··· Records for processing ···

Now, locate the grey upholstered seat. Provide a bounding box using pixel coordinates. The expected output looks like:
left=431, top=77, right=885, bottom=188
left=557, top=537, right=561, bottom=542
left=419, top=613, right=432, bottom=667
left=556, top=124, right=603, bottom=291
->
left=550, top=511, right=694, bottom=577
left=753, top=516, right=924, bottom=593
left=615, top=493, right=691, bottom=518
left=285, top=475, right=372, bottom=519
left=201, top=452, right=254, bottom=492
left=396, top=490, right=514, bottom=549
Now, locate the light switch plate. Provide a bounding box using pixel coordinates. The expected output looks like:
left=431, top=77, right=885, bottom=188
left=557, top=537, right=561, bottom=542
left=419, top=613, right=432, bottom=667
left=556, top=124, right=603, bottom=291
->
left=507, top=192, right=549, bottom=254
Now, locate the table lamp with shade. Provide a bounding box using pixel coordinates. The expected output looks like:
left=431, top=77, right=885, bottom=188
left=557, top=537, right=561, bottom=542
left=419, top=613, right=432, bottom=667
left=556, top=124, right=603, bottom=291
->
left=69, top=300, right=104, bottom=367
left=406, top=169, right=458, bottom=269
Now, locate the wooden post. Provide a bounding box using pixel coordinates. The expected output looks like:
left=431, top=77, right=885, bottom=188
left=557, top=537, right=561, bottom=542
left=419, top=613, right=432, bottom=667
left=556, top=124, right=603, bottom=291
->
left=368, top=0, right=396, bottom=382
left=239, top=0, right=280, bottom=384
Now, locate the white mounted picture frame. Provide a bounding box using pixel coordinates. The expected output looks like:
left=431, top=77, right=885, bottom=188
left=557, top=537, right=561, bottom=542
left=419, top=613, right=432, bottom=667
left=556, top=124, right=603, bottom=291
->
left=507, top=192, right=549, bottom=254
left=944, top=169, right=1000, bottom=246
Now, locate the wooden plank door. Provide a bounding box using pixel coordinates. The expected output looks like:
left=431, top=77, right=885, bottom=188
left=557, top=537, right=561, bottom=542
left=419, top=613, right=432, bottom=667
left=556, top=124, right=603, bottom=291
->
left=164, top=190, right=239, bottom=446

···

Task objective - Present every line of the listing above as a numbered list, leaving out any blank lines.

Response below -
1. Now, locate the grey upholstered seat. Provide a bounding box using pixel coordinates. The expected output looks like:
2. left=431, top=77, right=885, bottom=188
3. left=557, top=537, right=561, bottom=542
4. left=419, top=613, right=432, bottom=667
5. left=556, top=124, right=603, bottom=291
6. ->
7. left=550, top=511, right=694, bottom=577
8. left=753, top=516, right=924, bottom=593
9. left=615, top=493, right=691, bottom=518
10. left=285, top=475, right=372, bottom=519
11. left=201, top=452, right=254, bottom=492
12. left=396, top=490, right=514, bottom=549
13. Now, locate the light switch plate. Provide a bounding box using pixel coordinates. The expected output looks like:
14. left=431, top=77, right=885, bottom=188
15. left=557, top=537, right=561, bottom=542
16. left=419, top=613, right=432, bottom=667
17. left=556, top=124, right=603, bottom=291
18. ->
19. left=507, top=192, right=549, bottom=254
20. Now, locate the table lamp with shade. Provide a bounding box using pixel coordinates. The expected output looks like:
21. left=431, top=77, right=885, bottom=188
22. left=557, top=537, right=561, bottom=542
23. left=419, top=613, right=432, bottom=667
24. left=556, top=124, right=603, bottom=291
25. ->
26. left=69, top=300, right=104, bottom=367
27. left=406, top=169, right=458, bottom=269
28. Now, locate the wooden post. Provide a bounding box using pixel coordinates. The expected output looks like:
29. left=431, top=77, right=885, bottom=188
30. left=557, top=537, right=561, bottom=542
31. left=419, top=613, right=432, bottom=667
32. left=556, top=124, right=603, bottom=291
33. ->
34. left=368, top=0, right=396, bottom=382
35. left=239, top=0, right=280, bottom=384
36. Now, locate the white mounted picture frame. Provide a bounding box using pixel coordinates. The expected output looks like:
37. left=431, top=77, right=885, bottom=188
38. left=557, top=537, right=561, bottom=542
39. left=419, top=613, right=432, bottom=667
40. left=556, top=124, right=603, bottom=291
41. ->
42. left=507, top=192, right=549, bottom=254
43. left=944, top=169, right=1000, bottom=246
44. Now, locate the wooden plank door. Provide a bounding box using pixel coordinates. The expected output looks like:
45. left=431, top=77, right=885, bottom=188
46. left=557, top=537, right=561, bottom=542
47. left=419, top=613, right=432, bottom=667
48. left=556, top=124, right=603, bottom=291
49. ->
50. left=164, top=190, right=239, bottom=446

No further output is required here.